Exercise text:
HIV and drinking (asymptomatic or on meds)
May 29, 2003
As a heavy drinker, I am aware of the effects alcohol has on the body of healthy (HIV negative) people. I used to get the sniffles, diarhea in the mornings, and noticed colds develop after drinking for 12 hours straight, then having to sleep it off all day.
Basically I had what I now would describe to be as impaired immune function as a result of heavy drinking (Is this correct?).
Anyway, assuming that 'benders' do in fact impair the immune system, what effects would heavy, regular drinking have on the T-cell/viral loads of an asymptomatic HIVer?
Is it OK to drink like a fish now then change my ways when I start treatment? Also, once treatment has begun, how much drinkng is too much (if you can till manage to be 100adherent)
Finally, how about hevy boozing during the acute phase?
Thank you for any advice you have, and good luck.

Exercise objective:
Please resume the post on HIV and drinking, picking up right after its closing line. The items that come next are separate material, unrelated to the post on HIV and drinking.

Information:
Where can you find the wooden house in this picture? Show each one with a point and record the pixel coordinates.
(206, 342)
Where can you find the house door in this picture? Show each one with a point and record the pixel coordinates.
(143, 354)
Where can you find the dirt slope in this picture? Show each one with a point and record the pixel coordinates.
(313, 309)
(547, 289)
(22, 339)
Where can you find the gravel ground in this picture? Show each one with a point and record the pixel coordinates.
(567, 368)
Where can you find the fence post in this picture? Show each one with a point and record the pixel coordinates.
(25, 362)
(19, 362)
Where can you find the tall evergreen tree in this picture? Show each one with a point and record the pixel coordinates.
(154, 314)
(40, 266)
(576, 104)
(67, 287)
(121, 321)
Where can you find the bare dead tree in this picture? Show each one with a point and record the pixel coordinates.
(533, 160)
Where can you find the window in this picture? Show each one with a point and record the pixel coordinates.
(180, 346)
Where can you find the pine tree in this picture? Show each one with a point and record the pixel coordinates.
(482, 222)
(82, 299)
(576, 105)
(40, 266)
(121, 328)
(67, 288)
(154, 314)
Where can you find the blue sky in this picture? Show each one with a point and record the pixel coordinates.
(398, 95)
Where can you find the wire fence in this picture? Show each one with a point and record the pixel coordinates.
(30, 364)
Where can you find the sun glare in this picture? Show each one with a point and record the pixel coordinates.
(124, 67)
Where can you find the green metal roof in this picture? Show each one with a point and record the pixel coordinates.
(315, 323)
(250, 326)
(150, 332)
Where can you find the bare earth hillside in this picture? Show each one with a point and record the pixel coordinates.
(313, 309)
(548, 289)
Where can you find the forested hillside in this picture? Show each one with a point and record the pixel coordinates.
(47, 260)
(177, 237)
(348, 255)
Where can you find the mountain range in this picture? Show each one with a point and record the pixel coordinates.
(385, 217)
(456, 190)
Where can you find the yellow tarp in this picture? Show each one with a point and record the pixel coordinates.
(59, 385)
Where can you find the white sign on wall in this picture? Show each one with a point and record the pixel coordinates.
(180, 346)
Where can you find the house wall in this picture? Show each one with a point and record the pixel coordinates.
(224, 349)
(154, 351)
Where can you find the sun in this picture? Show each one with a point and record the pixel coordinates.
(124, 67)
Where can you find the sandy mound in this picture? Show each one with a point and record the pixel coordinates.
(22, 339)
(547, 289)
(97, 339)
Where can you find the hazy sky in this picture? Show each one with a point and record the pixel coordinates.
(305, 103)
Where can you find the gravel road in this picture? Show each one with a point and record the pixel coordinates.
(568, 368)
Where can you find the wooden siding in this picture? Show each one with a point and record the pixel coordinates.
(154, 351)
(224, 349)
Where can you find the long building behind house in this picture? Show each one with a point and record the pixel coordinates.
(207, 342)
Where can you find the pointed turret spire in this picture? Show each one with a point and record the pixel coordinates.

Answer section:
Response from Mr. Vergel
In an article published by Reuters Health on April 26, 2001 it was reported that, at the annual meeting of the American Society of Addiction Medicine in 2001, researchers from the University of Miami presented their findings on the impact of heavy alcohol use on anti-HIV therapy. The researchers analysed data from 220 HIV positive subjects who were substance users. They defined heavy alcohol consumption as the intake of 3 to 4 drinks per week or daily drinking.
Their results were as follows:
63% of subjects were heavy alcohol users
21% drank alcohol either weekly or monthly
16% did not drink alcohol (non-users)
most of the heavy alcohol users were men and most of the non-users were women
The researchers noted that subjects using highly active antiretroviral therapy (HAART) and who were also heavy alcohol drinkers were four times less likely to achieve a low viral load compared to subjects who were not heavy drinkers. The researchers concluded that "heavy alcohol use appears to significantly affect HAART" and may also reduce the ability of the immune system to repair itself. Another point to consider is that heavy alcohol use may have affected the ability of people in the study to adhere to their drug regimen.
I would try really hard to go into a program to stop drinking, get a sponsor and start attending AA meetings if I was you. Alcohol can also affect your liver and increase the cahnces for insulin resistance and possibly lipodystrophy.